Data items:

───

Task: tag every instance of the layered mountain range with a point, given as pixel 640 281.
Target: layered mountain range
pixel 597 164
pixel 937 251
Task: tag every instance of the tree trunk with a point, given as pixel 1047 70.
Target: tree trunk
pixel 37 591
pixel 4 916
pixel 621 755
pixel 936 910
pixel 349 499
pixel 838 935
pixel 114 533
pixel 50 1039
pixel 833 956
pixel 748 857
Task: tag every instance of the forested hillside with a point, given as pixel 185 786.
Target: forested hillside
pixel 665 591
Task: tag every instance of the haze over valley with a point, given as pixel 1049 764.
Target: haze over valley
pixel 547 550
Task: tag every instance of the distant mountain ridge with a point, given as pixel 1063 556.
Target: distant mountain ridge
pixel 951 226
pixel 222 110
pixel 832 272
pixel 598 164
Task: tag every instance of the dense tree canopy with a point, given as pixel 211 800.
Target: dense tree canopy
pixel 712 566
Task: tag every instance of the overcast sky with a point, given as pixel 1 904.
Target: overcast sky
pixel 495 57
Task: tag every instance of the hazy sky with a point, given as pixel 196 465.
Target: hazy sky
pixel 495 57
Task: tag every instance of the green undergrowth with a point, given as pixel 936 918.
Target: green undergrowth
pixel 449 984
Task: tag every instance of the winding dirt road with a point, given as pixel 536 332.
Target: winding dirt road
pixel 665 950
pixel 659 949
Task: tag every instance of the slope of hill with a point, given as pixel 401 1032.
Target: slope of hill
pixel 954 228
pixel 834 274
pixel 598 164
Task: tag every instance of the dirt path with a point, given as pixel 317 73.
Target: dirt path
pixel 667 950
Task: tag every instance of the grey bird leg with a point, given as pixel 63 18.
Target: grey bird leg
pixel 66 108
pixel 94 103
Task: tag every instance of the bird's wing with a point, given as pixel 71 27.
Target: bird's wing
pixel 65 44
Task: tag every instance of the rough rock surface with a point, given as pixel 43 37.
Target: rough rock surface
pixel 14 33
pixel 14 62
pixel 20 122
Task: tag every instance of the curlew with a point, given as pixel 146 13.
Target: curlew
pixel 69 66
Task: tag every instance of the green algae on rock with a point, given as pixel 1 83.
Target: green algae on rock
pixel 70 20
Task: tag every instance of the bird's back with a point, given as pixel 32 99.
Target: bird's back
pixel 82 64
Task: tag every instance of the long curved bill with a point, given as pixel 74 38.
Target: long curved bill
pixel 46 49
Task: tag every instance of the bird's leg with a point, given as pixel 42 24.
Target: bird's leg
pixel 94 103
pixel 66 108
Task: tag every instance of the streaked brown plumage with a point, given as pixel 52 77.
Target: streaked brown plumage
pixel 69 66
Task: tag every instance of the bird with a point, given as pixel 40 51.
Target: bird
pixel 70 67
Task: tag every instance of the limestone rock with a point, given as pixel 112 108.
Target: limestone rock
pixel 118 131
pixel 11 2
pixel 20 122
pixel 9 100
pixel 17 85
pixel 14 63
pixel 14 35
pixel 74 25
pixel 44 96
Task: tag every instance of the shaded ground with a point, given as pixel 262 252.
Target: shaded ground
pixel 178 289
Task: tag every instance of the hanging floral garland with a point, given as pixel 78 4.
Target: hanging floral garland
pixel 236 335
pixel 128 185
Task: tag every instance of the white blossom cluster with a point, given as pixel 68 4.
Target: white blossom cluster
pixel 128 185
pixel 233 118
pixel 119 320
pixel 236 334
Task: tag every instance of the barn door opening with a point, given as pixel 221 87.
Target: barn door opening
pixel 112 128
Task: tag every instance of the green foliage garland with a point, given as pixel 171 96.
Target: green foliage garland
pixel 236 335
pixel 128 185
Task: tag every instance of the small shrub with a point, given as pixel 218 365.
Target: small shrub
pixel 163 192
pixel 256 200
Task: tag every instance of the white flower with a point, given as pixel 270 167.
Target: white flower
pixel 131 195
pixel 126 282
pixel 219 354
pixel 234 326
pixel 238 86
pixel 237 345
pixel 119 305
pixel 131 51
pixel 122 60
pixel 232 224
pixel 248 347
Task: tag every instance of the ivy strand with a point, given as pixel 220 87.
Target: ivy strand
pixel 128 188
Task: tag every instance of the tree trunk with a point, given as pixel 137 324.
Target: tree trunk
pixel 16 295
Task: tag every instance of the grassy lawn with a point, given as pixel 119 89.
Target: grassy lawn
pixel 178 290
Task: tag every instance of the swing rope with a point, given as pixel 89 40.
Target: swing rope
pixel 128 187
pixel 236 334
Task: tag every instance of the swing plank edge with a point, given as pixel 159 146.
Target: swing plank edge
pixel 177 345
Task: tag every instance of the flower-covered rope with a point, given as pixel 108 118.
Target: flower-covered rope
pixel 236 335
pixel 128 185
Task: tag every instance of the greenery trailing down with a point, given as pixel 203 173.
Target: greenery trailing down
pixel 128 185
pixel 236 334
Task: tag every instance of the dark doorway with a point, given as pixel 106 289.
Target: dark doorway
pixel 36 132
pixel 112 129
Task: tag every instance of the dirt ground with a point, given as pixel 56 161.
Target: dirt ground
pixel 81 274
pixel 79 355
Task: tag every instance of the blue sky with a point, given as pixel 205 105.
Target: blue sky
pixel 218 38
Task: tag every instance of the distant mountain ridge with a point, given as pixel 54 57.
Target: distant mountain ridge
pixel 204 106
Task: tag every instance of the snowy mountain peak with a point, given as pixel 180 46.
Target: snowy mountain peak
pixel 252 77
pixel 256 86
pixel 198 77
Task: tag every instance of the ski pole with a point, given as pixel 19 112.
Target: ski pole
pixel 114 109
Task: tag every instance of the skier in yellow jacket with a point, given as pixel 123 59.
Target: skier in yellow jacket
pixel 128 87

───

**Problem description**: The first line of the entries above marks where to begin; repeat each line exactly through the one that contains "Task: tag every instance of the haze", and include that line.

**Result**:
Task: tag every instance of the layered mountain range with a point, given as pixel 640 281.
Target: layered mountain range
pixel 597 164
pixel 937 251
Task: tag every instance of the tree trunk with a point, given as pixel 1047 70.
Target: tree trunk
pixel 37 591
pixel 4 916
pixel 621 755
pixel 936 910
pixel 349 499
pixel 838 935
pixel 114 533
pixel 50 1039
pixel 833 956
pixel 748 857
Task: tag every instance of the forested hillside with a point, given as pixel 185 786.
Target: forested hillside
pixel 665 591
Task: tag every instance of the haze over valley with a point, given as pixel 1049 764.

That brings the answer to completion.